### Consignes:
#1 Dans le texte sur l'éviction de Didier Porte et Stéphane Guillon, relevez tous les moyens par lesquels l'équipe de l'émission dit avoir reçu des messages à ce sujet.
#2 Répondez aux questions suivantes d'après le texte sur l'éviction de Didier Porte et Stéphane Guillon.
(a) Quel auteur Sarah cite-t-elle au sujet des « petits tyrans » ?
(b) À partir de quelle date l'équipe annonce-t-elle qu'elle reviendra sur tout cela ?
(c) Comment signe l'auditrice dont le message est transmis ?
#3 Rédigez la suite du texte sur l'éviction de Didier Porte et Stéphane Guillon, en commençant après sa dernière phrase.

### Passage extrait:
----------
Citation du jour
"On peut faire de l'humour avec tout le monde, sauf avec les gens de l'UMP !" (Anonyme)
Stephane Guillon et Didier Porte virés de France
Inter,
Là-bas si j’y suis s’interroge.
Aurons-nous des auditeurs à la
rentrée ?
Chers AMG,
Désolés,
mais jamais nous ne pourrons diffuser les centaines de messages que
nous avons reçu au sujet de Porte et Guillon, sur le
répondeur, par mail, sur le site, par courrier... La plupart
disent la même incompréhension, la même
colère, le même attachement à France inter (et bien
sûr à Là-bas !). Certains sont drôles,
certains exagèrent, certains développent des analyses
argumentées. Beaucoup voient l’Elysée
derrière ces évictions, beaucoup s’en prennent
à la direction, beaucoup s’en prennent à la terre
entière. Au sujet des « petits tyrans »,
Sarah cite Machiavel : « La meilleure forteresse des tyrans
c’est l’inertie des peuples ». Le genre de
phrase qui nous donne envie de continuer
« Là-bas » en espérant que vous
serez encore là à la rentrée. N’oubliez pas
que les actionnaires c’est vous ! Un auditeur suggère
un sujet sur le financement de Radio France dont l’histoire
remonte au programme du Conseil National de Résistance.
Nous reviendrons sur
tout cela à partir du 30 août.
Pour tenir
jusque-là, et puisque « l ‘humour fait partie
de l’ADN de France inter » voici un message
adressé par une auditrice qui signe « Marie
B. ». Elle n’a pas laissé d’adresse, et
nous espérons qu’elle ne nous en voudra pas de vous
adresser cette histoire, mais comment résister à
l’envie de partager cette petite douceur ?
Daniel Mermet
Y’aura-il encore des auditeurs à la
rentrée ?
Par Marie
B.
C’est la question qui
hante France inter. Suite à l’éviction de Didier
Porte et de Stéphane Guillon, on ne compte plus les milliers de
messages d’auditeurs qui continuent d’arriver pour dire
leur colère et jurer qu’ils n’écouteront plus
jamais cette radio.
----------
### Données:
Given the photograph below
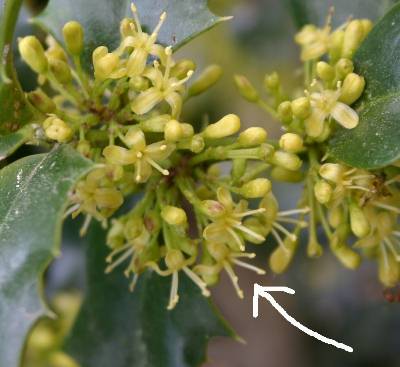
----------
### Corrigé:
#1
- le répondeur
- le mail
- le site
- le courrier

#2
(a) Machiavel.
(b) À partir du 30 août.
(c) « Marie B. ».

#3
Mais que fait la direction
devant cette hémorragie sans précédent ?
Seul, barricadé dans
son bureau, le directeur se frotte les mains. Oui, il est ravi, il se
sourit à lui-même, tout fier de la mission accomplie. Une
mission très claire : faire fuir le plus d’auditeurs
possible.
La mise à pied
brutale des deux humoristes n’est pas une gaffe stupide,
c’est l’exécution d’une feuille de route bien
précise. Aux yeux du pouvoir actuel, France inter est un
repère de bobos socialistes et d’islamo-gauchiste,
c’est surtout et avant tout un bastion de l’anti sarkozysme.
Or, à
l’approche des présidentielles, pas question de
négliger le moindre détail. Il faut restructurer cette
antenne « de façon plus objective » selon
l’Elysée.
Conseillé par sa
compagne Carla Bruni, le Président lui-même a
esquissé une nouvelle grille : Jean-Marie Bigard pour la
matinale, Serge Dassault pour les banlieues, Alain Finkielkraut et
Michel Sardou pour les grandes idées, Etienne Mougeotte pour le
rire, Liliane Bettencourt pour parler d’amour...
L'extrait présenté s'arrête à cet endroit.